- [SET TASKS]
[1] Which book does the swimming commentary recommend that Michael Phelps read?
[2] Duplicate the passage of the swimming commentary between "He had nothing" and "Matthews' book, Hardball.", inclusive.

- [PROVIDED TEXT]
-- begin --
Tyler Clary, after seeing an effigy of his "straw-man-self" burn at Faranheit 451 as coaches, pundits and other people who take this recreational sport as seriously as religion, takes the high road and apologizes via Twitter.

He had nothing to apologize about. Nothing at all for everything he said was true and published elsewhere, but perception trumps reality and Tyler took the high road because it has a better view and apologize to the "DIVA."

So now that I have gone negative, I need to offer something positive:

There is a famous story about President Ronald Reagan, George Bush and a guy named James Baker. I will cut to the chase and tell you the ending.  George Bush after saying terrible things about Ronald Reagan when he ran against him for the Republican presidential nominee became his Vice President. James Baker who called Reagan's economic policies "Voodoo economics" became his Secretary of State.

Ronald Reagan turned enemies into both friends and staunch allies. Michael Phelps could have done the same thing. I recommend he read Chris Matthews' book, Hardball. 




Lochte relishes the rivalry - Says it could "change the sport".

Have you noticed that when Phelps and Lochte talk about racing each other, they talk as if their 8-man finals are a merely a "two-man final?" It is as if the remaining six-swimmers are simply "movie extras" sent down from "central casting" for NBC.
-- end --
Recorded data
-- begin --
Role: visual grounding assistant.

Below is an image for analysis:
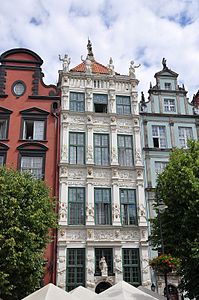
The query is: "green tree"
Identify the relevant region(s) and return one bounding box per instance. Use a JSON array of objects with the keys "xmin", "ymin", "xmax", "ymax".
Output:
[
  {"xmin": 151, "ymin": 141, "xmax": 199, "ymax": 299},
  {"xmin": 0, "ymin": 168, "xmax": 57, "ymax": 300}
]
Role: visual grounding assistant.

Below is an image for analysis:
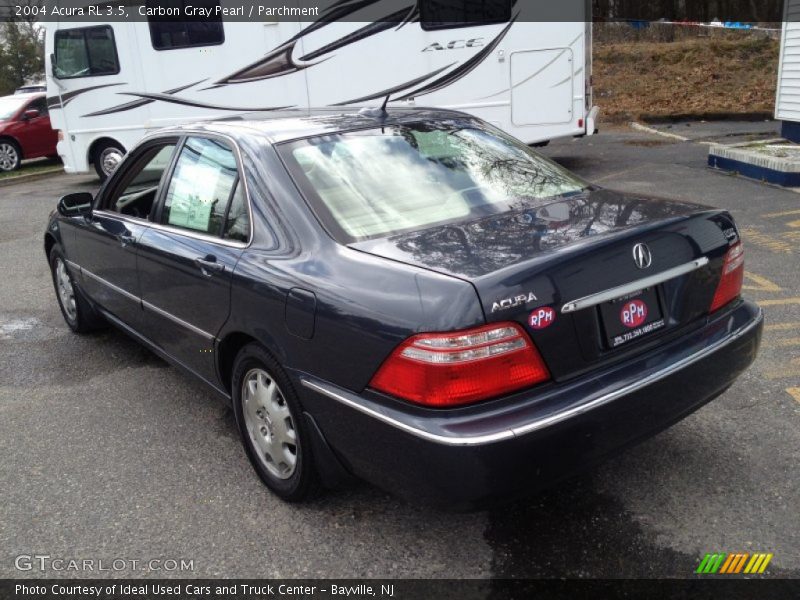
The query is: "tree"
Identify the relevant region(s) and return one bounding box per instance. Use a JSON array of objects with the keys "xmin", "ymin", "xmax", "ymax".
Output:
[{"xmin": 0, "ymin": 0, "xmax": 44, "ymax": 95}]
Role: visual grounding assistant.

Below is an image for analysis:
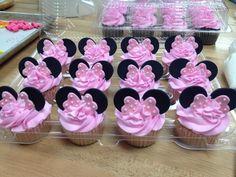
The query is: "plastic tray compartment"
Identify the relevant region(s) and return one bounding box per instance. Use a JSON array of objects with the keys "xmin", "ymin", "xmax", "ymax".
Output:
[
  {"xmin": 97, "ymin": 0, "xmax": 228, "ymax": 44},
  {"xmin": 0, "ymin": 37, "xmax": 236, "ymax": 150}
]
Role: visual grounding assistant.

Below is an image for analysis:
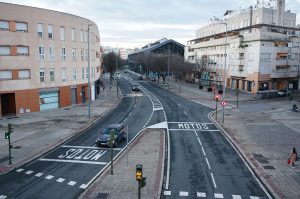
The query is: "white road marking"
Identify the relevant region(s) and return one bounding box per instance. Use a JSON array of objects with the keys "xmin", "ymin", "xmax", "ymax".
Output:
[
  {"xmin": 205, "ymin": 158, "xmax": 211, "ymax": 170},
  {"xmin": 56, "ymin": 178, "xmax": 65, "ymax": 182},
  {"xmin": 164, "ymin": 191, "xmax": 171, "ymax": 196},
  {"xmin": 214, "ymin": 193, "xmax": 224, "ymax": 198},
  {"xmin": 197, "ymin": 192, "xmax": 206, "ymax": 198},
  {"xmin": 25, "ymin": 171, "xmax": 33, "ymax": 175},
  {"xmin": 35, "ymin": 173, "xmax": 44, "ymax": 177},
  {"xmin": 68, "ymin": 181, "xmax": 77, "ymax": 186},
  {"xmin": 79, "ymin": 184, "xmax": 87, "ymax": 189},
  {"xmin": 179, "ymin": 191, "xmax": 189, "ymax": 197},
  {"xmin": 39, "ymin": 158, "xmax": 107, "ymax": 165},
  {"xmin": 16, "ymin": 169, "xmax": 24, "ymax": 173},
  {"xmin": 45, "ymin": 175, "xmax": 54, "ymax": 180},
  {"xmin": 232, "ymin": 195, "xmax": 242, "ymax": 199},
  {"xmin": 210, "ymin": 173, "xmax": 217, "ymax": 188}
]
-- end --
- [OUTPUTS BY TASK]
[1] Chris Matthews' book, Hardball.

[2]
He had nothing to apologize about. Nothing at all for everything he said was true and published elsewhere, but perception trumps reality and Tyler took the high road because it has a better view and apologize to the "DIVA."

So now that I have gone negative, I need to offer something positive:

There is a famous story about President Ronald Reagan, George Bush and a guy named James Baker. I will cut to the chase and tell you the ending.  George Bush after saying terrible things about Ronald Reagan when he ran against him for the Republican presidential nominee became his Vice President. James Baker who called Reagan's economic policies "Voodoo economics" became his Secretary of State.

Ronald Reagan turned enemies into both friends and staunch allies. Michael Phelps could have done the same thing. I recommend he read Chris Matthews' book, Hardball.